-- Record set follows --

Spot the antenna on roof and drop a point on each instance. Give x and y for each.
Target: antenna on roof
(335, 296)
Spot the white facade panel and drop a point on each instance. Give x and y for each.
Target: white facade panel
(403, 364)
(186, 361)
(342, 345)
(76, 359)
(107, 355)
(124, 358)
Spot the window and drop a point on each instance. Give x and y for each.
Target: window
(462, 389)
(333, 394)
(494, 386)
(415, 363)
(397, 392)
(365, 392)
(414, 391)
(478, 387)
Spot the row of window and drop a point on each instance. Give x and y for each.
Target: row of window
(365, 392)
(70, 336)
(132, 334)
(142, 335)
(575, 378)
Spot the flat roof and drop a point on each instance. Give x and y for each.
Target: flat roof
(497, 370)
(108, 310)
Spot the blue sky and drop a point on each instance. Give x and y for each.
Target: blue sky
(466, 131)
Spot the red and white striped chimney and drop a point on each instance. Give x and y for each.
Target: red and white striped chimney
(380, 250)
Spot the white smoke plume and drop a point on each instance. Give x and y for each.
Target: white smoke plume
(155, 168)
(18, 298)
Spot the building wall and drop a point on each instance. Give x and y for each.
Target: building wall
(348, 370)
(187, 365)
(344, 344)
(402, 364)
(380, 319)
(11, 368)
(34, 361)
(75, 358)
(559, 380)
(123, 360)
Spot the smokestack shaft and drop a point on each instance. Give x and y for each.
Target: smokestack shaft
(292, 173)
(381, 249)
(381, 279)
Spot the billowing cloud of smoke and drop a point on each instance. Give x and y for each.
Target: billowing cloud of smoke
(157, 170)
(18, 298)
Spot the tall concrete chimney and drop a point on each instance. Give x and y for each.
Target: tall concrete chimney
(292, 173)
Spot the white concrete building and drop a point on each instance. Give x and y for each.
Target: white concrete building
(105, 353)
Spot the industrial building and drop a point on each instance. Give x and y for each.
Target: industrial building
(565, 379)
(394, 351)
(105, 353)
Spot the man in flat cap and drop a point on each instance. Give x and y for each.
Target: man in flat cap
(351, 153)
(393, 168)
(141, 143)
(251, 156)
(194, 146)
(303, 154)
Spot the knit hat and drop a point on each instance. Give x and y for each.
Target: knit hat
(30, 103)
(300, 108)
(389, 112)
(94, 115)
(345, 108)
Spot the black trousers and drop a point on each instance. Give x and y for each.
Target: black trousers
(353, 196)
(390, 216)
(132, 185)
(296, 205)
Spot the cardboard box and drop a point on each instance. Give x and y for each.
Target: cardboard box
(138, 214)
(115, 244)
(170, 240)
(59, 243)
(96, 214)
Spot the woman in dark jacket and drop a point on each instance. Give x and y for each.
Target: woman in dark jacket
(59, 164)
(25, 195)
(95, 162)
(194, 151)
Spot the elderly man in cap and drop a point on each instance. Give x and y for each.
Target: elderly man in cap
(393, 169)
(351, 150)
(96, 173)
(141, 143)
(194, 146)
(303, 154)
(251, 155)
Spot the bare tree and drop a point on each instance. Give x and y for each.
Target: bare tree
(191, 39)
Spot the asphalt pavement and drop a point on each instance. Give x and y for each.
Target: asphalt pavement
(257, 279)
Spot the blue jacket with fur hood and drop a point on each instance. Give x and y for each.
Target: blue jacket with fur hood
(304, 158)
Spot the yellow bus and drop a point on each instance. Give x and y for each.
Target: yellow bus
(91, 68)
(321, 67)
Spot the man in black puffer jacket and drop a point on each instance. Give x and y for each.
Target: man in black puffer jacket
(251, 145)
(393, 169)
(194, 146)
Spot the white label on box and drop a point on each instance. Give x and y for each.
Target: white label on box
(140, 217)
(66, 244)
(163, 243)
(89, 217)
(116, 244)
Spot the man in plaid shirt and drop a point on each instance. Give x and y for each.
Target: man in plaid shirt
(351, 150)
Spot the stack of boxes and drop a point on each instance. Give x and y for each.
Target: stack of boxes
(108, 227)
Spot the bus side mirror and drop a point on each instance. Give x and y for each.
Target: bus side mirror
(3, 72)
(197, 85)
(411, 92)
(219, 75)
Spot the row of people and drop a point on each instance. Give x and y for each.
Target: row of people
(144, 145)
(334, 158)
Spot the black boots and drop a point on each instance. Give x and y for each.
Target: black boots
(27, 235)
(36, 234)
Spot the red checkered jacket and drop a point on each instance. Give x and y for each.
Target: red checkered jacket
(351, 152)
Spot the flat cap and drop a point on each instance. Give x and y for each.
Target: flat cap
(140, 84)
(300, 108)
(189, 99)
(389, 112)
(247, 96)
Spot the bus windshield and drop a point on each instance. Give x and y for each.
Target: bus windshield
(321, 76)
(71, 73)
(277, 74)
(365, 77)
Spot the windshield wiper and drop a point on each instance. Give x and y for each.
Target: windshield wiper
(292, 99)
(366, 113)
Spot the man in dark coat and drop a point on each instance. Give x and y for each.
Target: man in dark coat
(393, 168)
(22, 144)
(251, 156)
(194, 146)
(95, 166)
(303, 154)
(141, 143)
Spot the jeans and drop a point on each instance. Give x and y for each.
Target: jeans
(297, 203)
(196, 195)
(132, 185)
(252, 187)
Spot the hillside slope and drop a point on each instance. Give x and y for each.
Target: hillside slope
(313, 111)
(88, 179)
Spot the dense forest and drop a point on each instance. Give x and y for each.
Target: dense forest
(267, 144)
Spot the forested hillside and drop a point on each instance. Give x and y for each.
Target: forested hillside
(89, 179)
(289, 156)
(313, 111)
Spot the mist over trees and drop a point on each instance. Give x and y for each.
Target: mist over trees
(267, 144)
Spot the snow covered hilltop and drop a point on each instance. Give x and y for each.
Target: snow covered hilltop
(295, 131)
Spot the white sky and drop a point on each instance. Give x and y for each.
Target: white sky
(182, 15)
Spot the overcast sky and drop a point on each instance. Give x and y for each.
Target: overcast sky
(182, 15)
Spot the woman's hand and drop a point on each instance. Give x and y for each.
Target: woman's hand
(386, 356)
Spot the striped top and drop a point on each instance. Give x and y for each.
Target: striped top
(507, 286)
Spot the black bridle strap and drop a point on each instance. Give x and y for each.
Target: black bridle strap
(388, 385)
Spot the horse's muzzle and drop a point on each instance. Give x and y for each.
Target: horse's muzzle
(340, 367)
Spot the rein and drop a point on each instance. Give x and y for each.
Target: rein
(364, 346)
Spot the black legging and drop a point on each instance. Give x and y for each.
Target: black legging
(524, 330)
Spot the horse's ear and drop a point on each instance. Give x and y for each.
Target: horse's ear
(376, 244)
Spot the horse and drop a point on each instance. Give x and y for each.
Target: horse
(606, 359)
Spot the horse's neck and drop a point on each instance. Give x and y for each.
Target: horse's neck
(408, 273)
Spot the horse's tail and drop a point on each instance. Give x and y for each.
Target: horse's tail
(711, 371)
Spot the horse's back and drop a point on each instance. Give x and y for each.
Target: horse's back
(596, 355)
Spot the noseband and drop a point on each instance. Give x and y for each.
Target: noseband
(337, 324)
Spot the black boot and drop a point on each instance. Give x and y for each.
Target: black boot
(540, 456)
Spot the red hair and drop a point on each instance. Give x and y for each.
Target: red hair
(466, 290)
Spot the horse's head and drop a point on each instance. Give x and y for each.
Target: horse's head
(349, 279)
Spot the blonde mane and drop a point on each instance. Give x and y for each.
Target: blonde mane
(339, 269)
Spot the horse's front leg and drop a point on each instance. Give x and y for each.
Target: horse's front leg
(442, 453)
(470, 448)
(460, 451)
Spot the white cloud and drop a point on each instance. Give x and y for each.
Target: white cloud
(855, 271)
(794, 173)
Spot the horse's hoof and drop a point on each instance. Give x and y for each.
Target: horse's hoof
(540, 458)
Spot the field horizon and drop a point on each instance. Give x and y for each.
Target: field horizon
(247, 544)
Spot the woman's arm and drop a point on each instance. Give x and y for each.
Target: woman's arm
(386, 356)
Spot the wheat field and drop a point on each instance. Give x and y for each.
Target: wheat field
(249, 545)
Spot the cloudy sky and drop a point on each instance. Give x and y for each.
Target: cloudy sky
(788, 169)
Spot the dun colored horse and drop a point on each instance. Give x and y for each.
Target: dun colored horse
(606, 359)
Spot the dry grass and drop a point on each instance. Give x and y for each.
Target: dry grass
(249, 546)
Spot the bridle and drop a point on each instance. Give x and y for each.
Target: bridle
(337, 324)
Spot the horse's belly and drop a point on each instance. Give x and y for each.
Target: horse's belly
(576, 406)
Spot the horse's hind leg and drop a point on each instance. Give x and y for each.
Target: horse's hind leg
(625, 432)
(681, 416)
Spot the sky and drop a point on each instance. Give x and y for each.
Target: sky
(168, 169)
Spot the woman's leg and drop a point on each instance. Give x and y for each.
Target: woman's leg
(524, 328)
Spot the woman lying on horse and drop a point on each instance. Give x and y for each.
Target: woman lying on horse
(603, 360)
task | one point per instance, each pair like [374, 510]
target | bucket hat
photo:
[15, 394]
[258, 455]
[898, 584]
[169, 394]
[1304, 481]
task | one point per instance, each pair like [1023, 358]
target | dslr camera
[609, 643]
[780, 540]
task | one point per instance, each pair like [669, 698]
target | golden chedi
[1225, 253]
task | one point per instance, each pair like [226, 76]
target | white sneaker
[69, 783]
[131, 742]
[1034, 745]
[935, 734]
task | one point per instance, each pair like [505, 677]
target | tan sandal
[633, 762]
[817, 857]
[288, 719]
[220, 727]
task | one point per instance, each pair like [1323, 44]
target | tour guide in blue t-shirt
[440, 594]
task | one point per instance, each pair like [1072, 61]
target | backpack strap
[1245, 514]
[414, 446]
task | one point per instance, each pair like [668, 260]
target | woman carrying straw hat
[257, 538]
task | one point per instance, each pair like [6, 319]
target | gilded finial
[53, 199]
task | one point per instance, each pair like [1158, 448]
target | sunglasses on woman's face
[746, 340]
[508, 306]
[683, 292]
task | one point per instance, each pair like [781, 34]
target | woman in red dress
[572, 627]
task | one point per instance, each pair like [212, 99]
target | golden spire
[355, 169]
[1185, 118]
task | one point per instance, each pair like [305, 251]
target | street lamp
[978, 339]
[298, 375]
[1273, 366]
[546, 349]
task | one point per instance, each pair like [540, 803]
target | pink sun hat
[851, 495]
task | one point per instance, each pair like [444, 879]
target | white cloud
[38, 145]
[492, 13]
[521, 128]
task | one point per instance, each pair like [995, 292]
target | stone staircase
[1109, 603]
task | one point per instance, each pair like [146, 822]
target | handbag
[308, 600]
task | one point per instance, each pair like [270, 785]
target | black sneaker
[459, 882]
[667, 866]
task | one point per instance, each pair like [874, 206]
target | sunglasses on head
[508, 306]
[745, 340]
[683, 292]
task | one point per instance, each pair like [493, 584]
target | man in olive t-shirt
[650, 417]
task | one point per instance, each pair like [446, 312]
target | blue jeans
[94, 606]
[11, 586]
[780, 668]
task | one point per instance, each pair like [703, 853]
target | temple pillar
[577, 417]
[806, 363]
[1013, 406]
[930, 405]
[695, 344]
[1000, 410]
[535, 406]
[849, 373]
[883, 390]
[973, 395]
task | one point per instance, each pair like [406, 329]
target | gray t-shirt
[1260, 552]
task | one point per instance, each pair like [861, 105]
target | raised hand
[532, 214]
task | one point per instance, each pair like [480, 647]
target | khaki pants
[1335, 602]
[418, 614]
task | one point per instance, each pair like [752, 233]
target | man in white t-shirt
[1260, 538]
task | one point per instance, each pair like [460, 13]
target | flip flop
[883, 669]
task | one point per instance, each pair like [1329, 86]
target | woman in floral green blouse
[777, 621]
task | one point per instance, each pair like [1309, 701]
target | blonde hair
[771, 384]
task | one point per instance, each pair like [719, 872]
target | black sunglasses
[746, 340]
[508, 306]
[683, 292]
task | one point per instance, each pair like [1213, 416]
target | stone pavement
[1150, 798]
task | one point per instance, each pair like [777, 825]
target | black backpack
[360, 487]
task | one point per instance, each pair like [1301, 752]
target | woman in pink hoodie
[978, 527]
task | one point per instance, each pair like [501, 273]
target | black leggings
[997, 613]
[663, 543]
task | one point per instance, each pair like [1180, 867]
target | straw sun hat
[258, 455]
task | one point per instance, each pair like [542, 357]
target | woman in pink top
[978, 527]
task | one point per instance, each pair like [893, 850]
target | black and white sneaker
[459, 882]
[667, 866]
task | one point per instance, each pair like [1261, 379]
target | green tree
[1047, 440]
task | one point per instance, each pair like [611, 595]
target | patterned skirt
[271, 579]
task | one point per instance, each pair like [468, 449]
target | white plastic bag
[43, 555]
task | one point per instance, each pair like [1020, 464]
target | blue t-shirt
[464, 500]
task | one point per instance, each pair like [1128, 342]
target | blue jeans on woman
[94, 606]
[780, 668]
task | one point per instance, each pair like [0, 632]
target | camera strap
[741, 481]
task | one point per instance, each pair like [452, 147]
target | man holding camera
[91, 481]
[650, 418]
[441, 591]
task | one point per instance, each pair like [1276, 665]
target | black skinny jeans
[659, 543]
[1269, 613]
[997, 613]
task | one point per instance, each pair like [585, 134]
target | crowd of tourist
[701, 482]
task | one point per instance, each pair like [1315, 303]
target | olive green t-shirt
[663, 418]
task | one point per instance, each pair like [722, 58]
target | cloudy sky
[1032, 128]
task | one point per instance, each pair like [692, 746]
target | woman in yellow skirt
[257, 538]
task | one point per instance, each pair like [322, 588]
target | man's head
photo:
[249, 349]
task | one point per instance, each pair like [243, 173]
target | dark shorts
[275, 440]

-- Record set concluded --

### [What this task involves]
Of all the entries above, output exactly the lines between the one holding "task | one point per instance, each pair like [374, 510]" and the one holding "task | one point per instance, each pair like [995, 292]", inclusive.

### [Your solution]
task | one point per instance, each pair like [374, 510]
target | bucket hat
photo:
[15, 394]
[258, 455]
[898, 584]
[169, 394]
[1304, 481]
task | one point per instance, each pair like [1023, 358]
target | dslr camera
[609, 643]
[780, 540]
task | one point per instance, each pair like [669, 698]
target | golden chedi
[1225, 253]
task | one point per instance, each pair like [226, 76]
target | white sneaker
[69, 783]
[131, 742]
[1034, 745]
[935, 734]
task | one point per instance, each pair like [505, 677]
target | tan sandal
[633, 762]
[817, 857]
[288, 719]
[220, 727]
task | one point per instance, each pair like [1323, 44]
target | tour guide in blue t-shirt
[440, 594]
task | one point per instance, each pair like [1072, 61]
target | backpack strap
[1245, 514]
[414, 446]
task | one point per instance, each pair like [668, 260]
target | woman carrying straw hat
[257, 538]
task | one point per instance, each pair like [6, 319]
target | gilded finial
[53, 199]
task | one point per instance, each pair like [1158, 448]
target | sunglasses on woman's face
[746, 340]
[508, 306]
[683, 292]
task | one point per instance, each pair like [781, 34]
target | woman in red dress
[572, 627]
task | one point per instance, each pair like [212, 99]
target | golden spire
[355, 169]
[1185, 118]
task | one point per instance, each pair like [305, 251]
target | street lamp
[978, 339]
[298, 375]
[1273, 366]
[546, 349]
task | one point per instance, each pair like [540, 803]
target | pink sun hat
[851, 495]
task | one point per instance, each pair like [444, 879]
target | white cloud
[38, 145]
[492, 13]
[521, 128]
task | one point per instance, each pair like [995, 292]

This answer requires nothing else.